- WHAT YOU HAVE TO DO
Print the line containing "Locate every instance of the toilet base" and every later line of the records. Keep each one exactly as given, ending with the last.

────────────────────

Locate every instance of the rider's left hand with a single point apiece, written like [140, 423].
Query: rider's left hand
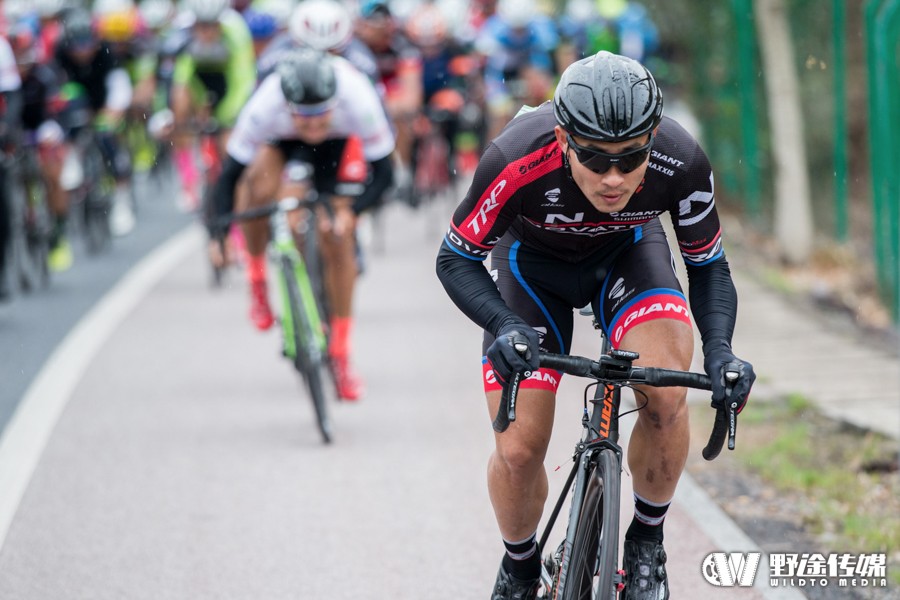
[715, 363]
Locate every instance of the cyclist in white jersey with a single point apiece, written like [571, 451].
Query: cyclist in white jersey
[314, 106]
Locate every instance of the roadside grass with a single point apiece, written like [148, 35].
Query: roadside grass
[840, 481]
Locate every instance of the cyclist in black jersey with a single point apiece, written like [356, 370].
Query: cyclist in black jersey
[567, 201]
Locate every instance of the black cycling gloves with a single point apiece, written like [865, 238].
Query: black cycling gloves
[716, 363]
[504, 357]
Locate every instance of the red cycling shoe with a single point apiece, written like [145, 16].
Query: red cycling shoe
[260, 311]
[349, 384]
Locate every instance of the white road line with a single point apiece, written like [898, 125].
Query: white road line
[30, 427]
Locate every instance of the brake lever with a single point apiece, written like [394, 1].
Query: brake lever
[506, 412]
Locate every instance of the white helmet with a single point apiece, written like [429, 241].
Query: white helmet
[207, 11]
[321, 24]
[517, 13]
[107, 7]
[48, 8]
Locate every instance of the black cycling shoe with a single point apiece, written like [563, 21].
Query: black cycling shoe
[644, 562]
[510, 588]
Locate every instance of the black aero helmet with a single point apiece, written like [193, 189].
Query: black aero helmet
[78, 27]
[607, 97]
[307, 76]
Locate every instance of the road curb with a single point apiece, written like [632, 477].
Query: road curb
[26, 435]
[726, 534]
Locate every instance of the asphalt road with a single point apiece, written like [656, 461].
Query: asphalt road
[168, 451]
[32, 325]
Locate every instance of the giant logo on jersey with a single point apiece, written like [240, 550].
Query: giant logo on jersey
[646, 308]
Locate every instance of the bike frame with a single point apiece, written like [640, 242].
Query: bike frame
[283, 245]
[600, 431]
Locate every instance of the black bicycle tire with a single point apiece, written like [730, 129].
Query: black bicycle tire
[38, 233]
[596, 545]
[310, 367]
[312, 257]
[20, 244]
[97, 202]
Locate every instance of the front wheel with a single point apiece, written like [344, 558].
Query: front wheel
[30, 234]
[593, 565]
[303, 346]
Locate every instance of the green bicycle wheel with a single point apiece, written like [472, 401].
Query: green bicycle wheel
[593, 563]
[303, 345]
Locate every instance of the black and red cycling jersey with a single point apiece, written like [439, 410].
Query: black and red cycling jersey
[523, 195]
[522, 186]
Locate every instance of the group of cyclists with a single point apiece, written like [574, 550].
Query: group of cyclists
[564, 197]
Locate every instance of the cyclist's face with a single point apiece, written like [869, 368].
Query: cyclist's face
[313, 129]
[610, 191]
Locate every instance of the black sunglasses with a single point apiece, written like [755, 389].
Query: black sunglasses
[600, 162]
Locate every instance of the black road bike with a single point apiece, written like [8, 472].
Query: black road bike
[584, 566]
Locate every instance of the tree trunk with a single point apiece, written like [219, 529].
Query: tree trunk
[793, 208]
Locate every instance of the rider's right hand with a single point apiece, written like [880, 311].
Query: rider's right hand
[504, 357]
[716, 363]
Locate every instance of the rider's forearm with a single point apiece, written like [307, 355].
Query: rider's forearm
[221, 200]
[713, 303]
[382, 177]
[473, 291]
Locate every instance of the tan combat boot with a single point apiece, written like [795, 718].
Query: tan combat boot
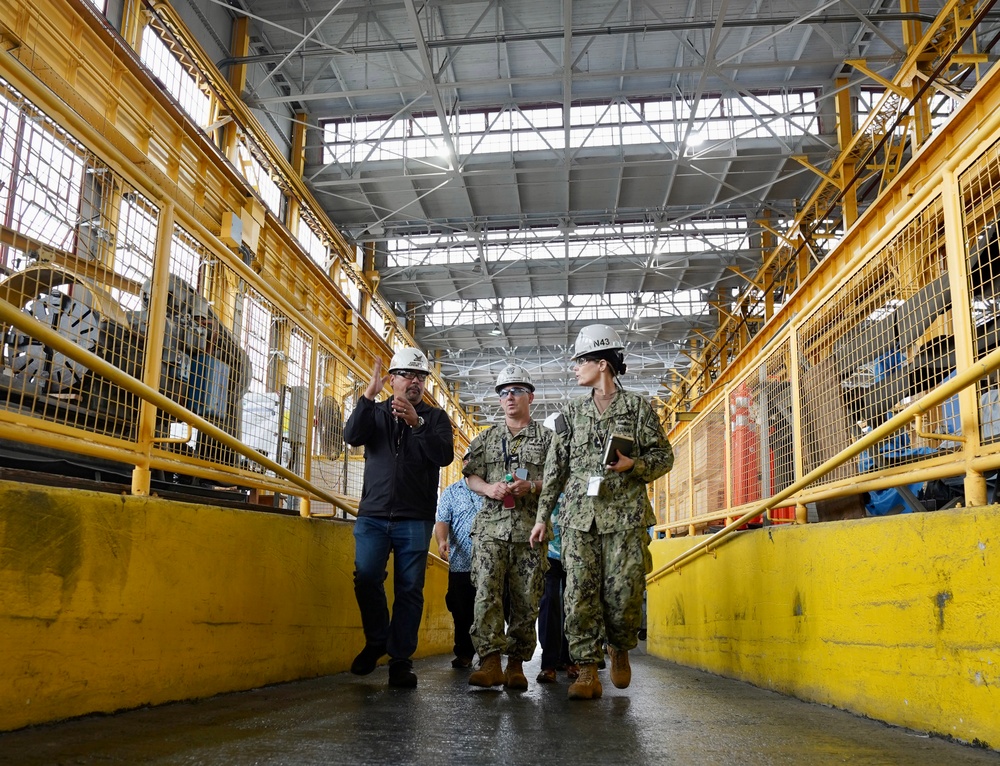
[621, 671]
[489, 674]
[587, 685]
[514, 677]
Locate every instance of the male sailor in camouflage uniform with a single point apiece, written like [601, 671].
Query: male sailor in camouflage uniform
[605, 513]
[505, 467]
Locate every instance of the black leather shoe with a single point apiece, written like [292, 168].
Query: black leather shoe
[366, 661]
[401, 674]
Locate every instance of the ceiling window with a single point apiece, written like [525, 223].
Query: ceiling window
[178, 79]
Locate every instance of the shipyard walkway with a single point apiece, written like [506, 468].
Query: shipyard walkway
[670, 715]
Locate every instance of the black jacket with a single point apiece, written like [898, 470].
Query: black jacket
[400, 481]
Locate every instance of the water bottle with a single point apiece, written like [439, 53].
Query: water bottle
[508, 500]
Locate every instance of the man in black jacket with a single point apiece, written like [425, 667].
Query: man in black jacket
[407, 442]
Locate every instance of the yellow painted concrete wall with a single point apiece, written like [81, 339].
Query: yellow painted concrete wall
[111, 602]
[894, 618]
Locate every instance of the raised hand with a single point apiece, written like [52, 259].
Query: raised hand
[378, 380]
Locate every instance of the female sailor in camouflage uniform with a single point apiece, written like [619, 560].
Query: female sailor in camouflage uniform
[605, 514]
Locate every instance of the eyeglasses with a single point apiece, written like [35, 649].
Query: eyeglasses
[515, 391]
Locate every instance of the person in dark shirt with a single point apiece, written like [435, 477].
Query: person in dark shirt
[407, 442]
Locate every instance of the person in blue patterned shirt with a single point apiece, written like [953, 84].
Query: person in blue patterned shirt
[457, 507]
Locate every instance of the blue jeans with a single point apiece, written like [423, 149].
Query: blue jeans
[409, 541]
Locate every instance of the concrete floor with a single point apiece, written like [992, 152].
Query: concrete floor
[670, 715]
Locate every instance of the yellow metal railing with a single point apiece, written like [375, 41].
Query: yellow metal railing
[910, 296]
[123, 237]
[975, 489]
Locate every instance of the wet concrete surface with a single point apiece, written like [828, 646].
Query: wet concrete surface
[669, 715]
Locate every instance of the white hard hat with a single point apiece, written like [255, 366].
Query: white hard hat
[597, 337]
[409, 359]
[514, 374]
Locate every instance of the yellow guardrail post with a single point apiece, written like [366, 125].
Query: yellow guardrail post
[152, 358]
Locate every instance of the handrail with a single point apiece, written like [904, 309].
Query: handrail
[13, 315]
[949, 388]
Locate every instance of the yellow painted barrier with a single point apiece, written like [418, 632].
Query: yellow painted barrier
[111, 602]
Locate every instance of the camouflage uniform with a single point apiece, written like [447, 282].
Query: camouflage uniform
[501, 553]
[605, 544]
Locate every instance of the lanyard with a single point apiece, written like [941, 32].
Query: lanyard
[510, 457]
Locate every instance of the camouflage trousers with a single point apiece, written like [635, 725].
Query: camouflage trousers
[518, 569]
[605, 583]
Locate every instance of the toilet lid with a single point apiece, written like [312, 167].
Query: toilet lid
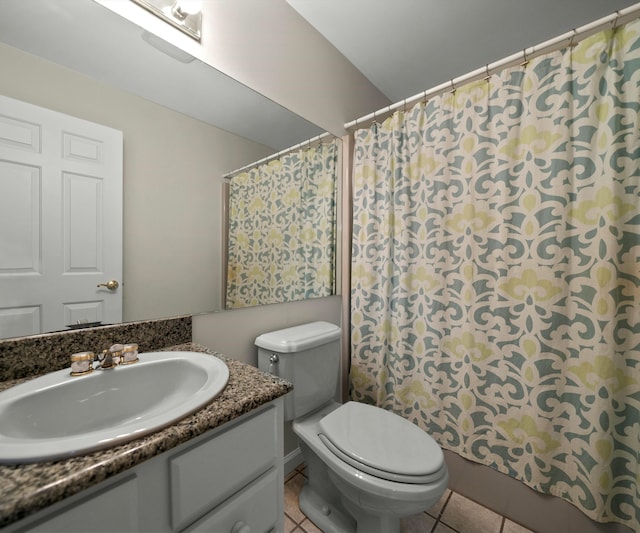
[382, 443]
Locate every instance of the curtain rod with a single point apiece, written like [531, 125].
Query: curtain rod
[570, 38]
[317, 138]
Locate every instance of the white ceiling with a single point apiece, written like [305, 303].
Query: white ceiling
[405, 47]
[90, 39]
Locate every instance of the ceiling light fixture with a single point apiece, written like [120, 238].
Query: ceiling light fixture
[186, 15]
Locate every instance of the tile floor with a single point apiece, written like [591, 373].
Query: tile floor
[452, 514]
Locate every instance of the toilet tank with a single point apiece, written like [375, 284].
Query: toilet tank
[309, 357]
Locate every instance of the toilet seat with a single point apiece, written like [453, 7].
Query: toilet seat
[382, 444]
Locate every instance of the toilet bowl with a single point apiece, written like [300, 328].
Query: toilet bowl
[379, 481]
[366, 467]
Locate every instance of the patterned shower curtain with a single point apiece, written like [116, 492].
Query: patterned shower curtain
[282, 229]
[496, 272]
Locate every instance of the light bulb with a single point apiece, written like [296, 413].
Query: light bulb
[189, 7]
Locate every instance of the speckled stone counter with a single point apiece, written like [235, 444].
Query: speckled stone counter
[25, 489]
[22, 357]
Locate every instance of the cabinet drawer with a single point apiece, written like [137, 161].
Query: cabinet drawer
[256, 507]
[112, 508]
[204, 475]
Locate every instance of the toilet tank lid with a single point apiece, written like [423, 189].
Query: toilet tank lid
[299, 338]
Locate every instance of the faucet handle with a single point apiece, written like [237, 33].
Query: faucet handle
[81, 363]
[116, 353]
[129, 354]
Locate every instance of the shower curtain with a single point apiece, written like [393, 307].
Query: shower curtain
[496, 271]
[282, 229]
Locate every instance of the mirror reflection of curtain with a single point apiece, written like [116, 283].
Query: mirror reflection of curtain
[282, 229]
[496, 272]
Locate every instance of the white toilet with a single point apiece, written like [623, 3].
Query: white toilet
[366, 467]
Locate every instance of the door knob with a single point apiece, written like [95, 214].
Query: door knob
[112, 285]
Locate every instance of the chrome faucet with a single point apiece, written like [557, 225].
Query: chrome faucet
[118, 354]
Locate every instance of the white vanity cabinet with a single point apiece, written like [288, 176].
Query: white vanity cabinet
[230, 479]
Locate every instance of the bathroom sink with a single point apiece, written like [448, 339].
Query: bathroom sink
[56, 415]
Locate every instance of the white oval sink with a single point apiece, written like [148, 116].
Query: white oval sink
[58, 415]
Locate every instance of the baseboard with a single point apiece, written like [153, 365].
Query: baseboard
[292, 461]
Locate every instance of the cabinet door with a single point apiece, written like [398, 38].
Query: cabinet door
[206, 474]
[255, 507]
[114, 508]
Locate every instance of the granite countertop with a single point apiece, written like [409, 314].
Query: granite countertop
[27, 488]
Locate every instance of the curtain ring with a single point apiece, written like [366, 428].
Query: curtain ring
[615, 21]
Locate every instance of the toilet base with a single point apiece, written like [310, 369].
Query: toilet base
[327, 517]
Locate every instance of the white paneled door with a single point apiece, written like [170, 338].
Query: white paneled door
[60, 220]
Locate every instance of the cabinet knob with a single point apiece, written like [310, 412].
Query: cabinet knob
[240, 527]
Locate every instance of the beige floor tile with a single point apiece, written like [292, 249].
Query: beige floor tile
[292, 490]
[289, 525]
[309, 527]
[420, 523]
[436, 509]
[466, 516]
[512, 527]
[443, 528]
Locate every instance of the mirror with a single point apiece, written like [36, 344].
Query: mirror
[184, 124]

────────────────────

- ANSWER SPACE
Locate every instance of the toilet base with a single point apiece, written like [310, 369].
Query: toilet base
[327, 517]
Locate every instance of the white paneled door with a single point apiece, written like [170, 338].
Query: white paneled door
[60, 220]
Locate every instance of the cabinet knob with a single point apiece, written like [310, 412].
Query: cabinet knob
[240, 527]
Locate every instance of the beige floor tile with a single point apiece, written like [292, 249].
Query: beige floor tile
[292, 490]
[289, 525]
[309, 527]
[420, 523]
[436, 509]
[466, 516]
[512, 527]
[443, 528]
Locate every instance of the mirror with a single point apiece, written like [36, 344].
Query: mirror
[184, 124]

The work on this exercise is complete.